**** Records for this task ****
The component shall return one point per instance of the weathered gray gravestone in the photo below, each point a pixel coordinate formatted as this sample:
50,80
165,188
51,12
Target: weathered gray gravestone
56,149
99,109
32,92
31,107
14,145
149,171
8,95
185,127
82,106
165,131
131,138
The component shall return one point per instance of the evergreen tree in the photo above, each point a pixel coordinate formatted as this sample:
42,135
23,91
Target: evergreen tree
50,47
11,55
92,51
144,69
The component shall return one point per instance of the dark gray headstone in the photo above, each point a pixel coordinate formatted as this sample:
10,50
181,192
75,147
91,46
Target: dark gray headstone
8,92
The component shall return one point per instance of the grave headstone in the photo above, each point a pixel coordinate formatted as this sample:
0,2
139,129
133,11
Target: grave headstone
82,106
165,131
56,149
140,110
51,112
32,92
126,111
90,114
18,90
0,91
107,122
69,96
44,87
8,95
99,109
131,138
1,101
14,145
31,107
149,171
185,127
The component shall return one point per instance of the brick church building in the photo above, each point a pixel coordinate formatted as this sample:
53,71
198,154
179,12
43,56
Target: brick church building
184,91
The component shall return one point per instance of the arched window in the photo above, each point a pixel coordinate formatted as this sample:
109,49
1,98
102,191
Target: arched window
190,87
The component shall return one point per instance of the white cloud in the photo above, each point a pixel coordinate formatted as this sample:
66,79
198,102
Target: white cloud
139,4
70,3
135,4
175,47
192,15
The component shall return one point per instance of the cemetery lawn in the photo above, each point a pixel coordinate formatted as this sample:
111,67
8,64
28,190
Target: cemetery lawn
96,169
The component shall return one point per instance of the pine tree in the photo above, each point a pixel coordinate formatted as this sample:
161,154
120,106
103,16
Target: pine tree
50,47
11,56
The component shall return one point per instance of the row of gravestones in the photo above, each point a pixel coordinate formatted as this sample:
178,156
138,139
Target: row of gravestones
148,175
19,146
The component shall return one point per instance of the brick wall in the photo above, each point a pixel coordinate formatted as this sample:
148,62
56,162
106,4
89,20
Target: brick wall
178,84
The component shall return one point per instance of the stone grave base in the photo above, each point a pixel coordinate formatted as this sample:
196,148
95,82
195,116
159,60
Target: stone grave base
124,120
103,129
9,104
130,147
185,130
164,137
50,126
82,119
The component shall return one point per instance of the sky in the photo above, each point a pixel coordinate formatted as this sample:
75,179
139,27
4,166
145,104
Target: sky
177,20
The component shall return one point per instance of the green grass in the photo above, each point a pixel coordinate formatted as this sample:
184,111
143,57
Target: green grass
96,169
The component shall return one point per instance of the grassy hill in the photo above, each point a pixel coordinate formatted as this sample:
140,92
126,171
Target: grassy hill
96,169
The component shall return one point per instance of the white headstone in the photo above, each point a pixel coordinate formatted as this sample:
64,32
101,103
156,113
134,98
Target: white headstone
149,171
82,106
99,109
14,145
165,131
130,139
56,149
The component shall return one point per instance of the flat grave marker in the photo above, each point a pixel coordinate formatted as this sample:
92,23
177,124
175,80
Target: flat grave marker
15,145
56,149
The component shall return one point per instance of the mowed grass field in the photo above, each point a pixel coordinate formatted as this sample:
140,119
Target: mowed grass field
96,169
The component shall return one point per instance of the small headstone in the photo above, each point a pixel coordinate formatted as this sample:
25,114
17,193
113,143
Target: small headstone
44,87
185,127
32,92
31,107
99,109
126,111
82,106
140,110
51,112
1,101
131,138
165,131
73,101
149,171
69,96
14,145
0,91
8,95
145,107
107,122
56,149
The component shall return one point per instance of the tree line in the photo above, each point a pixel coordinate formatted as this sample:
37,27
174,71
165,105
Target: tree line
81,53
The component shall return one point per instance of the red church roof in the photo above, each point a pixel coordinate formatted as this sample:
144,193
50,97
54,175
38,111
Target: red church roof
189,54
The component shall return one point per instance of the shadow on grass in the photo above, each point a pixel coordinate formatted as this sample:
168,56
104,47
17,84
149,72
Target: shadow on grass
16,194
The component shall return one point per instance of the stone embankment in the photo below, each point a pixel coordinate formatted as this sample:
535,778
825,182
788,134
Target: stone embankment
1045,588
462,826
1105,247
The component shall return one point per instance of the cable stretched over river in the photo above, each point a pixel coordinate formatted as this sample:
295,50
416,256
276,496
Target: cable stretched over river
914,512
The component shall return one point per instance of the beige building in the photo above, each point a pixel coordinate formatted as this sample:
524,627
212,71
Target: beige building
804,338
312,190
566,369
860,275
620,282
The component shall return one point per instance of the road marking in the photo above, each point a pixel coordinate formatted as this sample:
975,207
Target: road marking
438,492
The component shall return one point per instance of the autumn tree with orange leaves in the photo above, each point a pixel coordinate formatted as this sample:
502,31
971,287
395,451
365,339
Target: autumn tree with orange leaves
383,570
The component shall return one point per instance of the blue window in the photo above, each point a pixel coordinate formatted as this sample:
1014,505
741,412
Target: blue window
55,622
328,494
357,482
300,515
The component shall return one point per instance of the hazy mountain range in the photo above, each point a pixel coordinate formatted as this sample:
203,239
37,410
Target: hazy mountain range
****
■ Requirements: Set down exactly what runs from the line with "The component shall return one point per instance of the tree" to the last line of the data above, including both of those lines and no others.

■ Answer to the task:
The component shall return one point per instance of the tree line in the photo above, each point a pixel coordinate formatted as this sample:
37,27
174,71
165,105
Target: tree line
81,53
The component shall return one point per instance of the red church roof in the photo above, each point a pixel coordinate formatted as this sample:
144,193
50,97
54,175
38,111
Target: red church roof
189,54
The component shall return one point per instance of the shadow on grass in the photo above, each point a pixel coordinate formatted as this sample:
168,56
104,47
17,84
149,72
Target: shadow on grass
16,194
The component shall return one point per instance of the stone embankment in the photo below, each point a pixel coordinate formatted as this sample:
535,778
825,182
788,134
Target: stone embankment
1045,588
462,826
1105,247
The component shall return one point per instance of the cable stretched over river in the photo above, each point a pixel coordinate formatted as this sample:
295,50
416,256
276,496
Target: cable stretched over river
914,512
The component shall return one point per instance of the beige building in the photo above, each point a pixel coordinate formatted as this sample:
524,627
212,71
Target: beige building
804,338
312,190
566,369
860,275
620,282
The component shall return one point per instance of the road marking in the photo above, each point a pixel coordinate formatted as this sample:
975,207
Target: road marking
438,492
The component shall return one point per instance of the autumn tree with orange leaves in the photo above, each point a pixel coordinate formatted as this sample:
502,31
971,287
395,451
365,339
Target: autumn tree with orange leaves
383,570
The component shall return one point per instance of the blue window in the photo above, each point a pixel coordinate formatted as this sample:
1014,505
741,412
Target: blue window
55,622
328,494
357,482
300,515
The component shall return one point per instance of the hazy mountain range in the photo above, each point a pixel coordinate formatted as this sample:
203,239
37,410
Target: hazy mountain range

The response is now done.